— Start of PASSAGE PROVIDED —

Thinking back to our neighborhood, the only person that had shaggy hair was Phil Edwards. He wore his baseball cap but kept it pulled down as he pitched, never losing it. William Neal had short hair so we all had better kept ours cut so it looked like his. He was the biggest guy in the neighborhood with the exception of Joe Stalls, who lived on Eleventh Street.
My dad made me keep my hair cut like a GI Joe. I could walk from John Small to Mr. Paul Leggett’s and beside it was where my dad’s best friend growing up cut hair. Leroy Canady had a chair next to Mr. Toler (Steve Toler’s dad) and I could go to the barber shop and get Mr. Leroy to cut my hair and my dad would drop by and pay the $1.00 after I got it cut. He usually got his hair cut sometime that same week. Mr. Leroy never said a word and he would give me a GI Joe cut.
Even after I went to college and would return home for the weekend if my dad saw it over my ears he would tell me, “Boy, go get a haircut because it is covering your ears “. He never failed to say that and I always went to see Mr. Leroy and got my haircut.

— End of PASSAGE PROVIDED —
— Start of INFORMATION PROVIDED —

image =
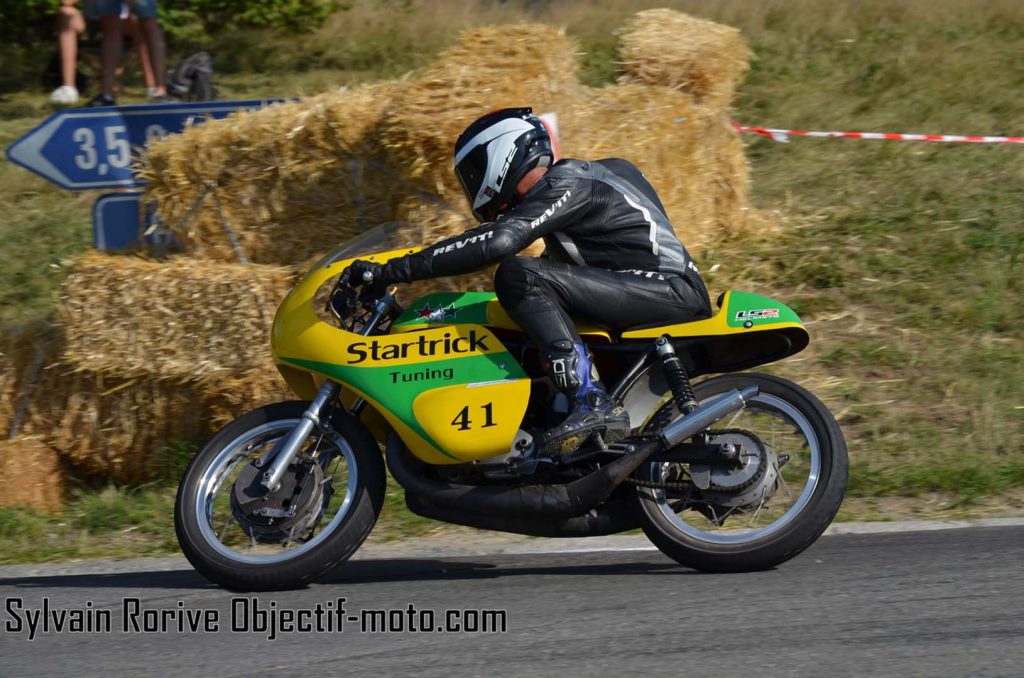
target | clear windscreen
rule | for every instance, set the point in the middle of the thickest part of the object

— End of INFORMATION PROVIDED —

# LIST OF TASKS
1) In the neighborhood memoir, how much did a haircut cost?
2) Rewrite the neighborhood memoir from "Even after I" to "got my haircut.", putting "university" in place of "college".

# EXERCISE SOLUTIONS
1) $1.00

2)
Even after I went to university and would return home for the weekend if my dad saw it over my ears he would tell me, “Boy, go get a haircut because it is covering your ears “. He never failed to say that and I always went to see Mr. Leroy and got my haircut.